_TASK INSTRUCTIONS_
Copy all of the records below verbatim.

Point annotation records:
═══
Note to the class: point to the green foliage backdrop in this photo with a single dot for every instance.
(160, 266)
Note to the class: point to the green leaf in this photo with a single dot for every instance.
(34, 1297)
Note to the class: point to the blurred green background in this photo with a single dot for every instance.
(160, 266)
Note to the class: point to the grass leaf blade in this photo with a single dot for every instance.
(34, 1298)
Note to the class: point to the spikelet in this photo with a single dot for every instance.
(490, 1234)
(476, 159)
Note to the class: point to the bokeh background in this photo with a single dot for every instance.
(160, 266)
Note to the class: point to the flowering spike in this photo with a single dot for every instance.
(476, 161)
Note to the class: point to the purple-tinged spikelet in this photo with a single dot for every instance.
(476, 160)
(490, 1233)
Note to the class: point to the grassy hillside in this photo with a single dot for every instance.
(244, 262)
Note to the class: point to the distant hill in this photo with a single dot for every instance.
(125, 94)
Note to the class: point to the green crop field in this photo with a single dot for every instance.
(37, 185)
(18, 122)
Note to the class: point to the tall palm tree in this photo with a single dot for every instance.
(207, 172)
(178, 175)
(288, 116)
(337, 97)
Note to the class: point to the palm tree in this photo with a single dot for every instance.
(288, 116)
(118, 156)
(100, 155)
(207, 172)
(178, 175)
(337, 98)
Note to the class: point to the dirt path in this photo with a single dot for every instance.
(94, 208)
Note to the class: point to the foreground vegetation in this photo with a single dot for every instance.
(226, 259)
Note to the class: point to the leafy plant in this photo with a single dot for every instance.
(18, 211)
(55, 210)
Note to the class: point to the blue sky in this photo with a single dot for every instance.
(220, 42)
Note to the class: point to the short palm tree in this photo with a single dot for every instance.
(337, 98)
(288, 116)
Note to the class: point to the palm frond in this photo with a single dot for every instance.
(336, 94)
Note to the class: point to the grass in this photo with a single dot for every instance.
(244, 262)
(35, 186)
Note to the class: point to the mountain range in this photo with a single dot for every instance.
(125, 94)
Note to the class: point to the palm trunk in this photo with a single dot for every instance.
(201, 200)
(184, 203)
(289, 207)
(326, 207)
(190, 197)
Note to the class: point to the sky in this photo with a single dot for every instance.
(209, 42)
═══
_TASK OUTPUT_
Note to the class: point to the green foliage backdrop in this photo with a single dot for every instance.
(160, 266)
Note to the class: point to the green leaf in this photo with a single dot for every instance.
(34, 1297)
Note to the class: point to the blurred green background in this photo with a single dot for every instance.
(160, 266)
Note to the class: point to the grass leaf blade in this photo with a single dot for every instance.
(34, 1298)
Note to the class: point to the spikelet in this photo with a single dot for every instance.
(490, 1234)
(476, 159)
Note to the class: point to the bokeh background in this photo with a single dot for every instance.
(160, 266)
Note to the class: point to the flowering spike in this photo with a single dot for every instance.
(476, 161)
Note to the class: point to the purple-tinged spikelet in this photo with a single dot for every instance.
(476, 160)
(490, 1233)
Note to the class: point to the grassy hillside in this photo with a single dot for every instance.
(244, 262)
Note to the class: point to the distant hill in this photo with a single dot for every instance.
(125, 94)
Note to the class: point to the green crop field in this photo with a single dot for every instance.
(37, 185)
(18, 122)
Note to the class: point to the tall palm tree in this photo with a single dot for every instance.
(207, 172)
(178, 175)
(288, 116)
(337, 97)
Note to the class: point to the palm tree in this photo with a single dot for every instance.
(288, 116)
(118, 156)
(100, 155)
(207, 172)
(178, 175)
(337, 98)
Note to the class: point to the dirt path in this photo with a single dot for every instance.
(94, 208)
Note to the class: point to the foreground vegetation in this photo with a single dot for every instance.
(226, 259)
Note to the class: point to the leafy plant in this photo with a single dot for every instance.
(18, 211)
(55, 210)
Note to the class: point to the blue sky in this photo with a single dot for every instance.
(220, 42)
Note to the class: point to the short palm tree in this photo with a single dot for every instance.
(337, 98)
(288, 116)
Note to the class: point to the palm frond in this photo with a single dot for every instance.
(336, 94)
Note to the class: point to the grass in this photo with a single dot for every instance.
(244, 262)
(35, 186)
Note to the class: point to the mountain range in this photo with a single dot for every instance.
(125, 94)
Note to the class: point to the palm trunk in this photo with a single dot for every instance.
(201, 200)
(184, 203)
(289, 207)
(326, 207)
(190, 197)
Note to the class: point to the sky in this photo with a single dot for every instance.
(209, 42)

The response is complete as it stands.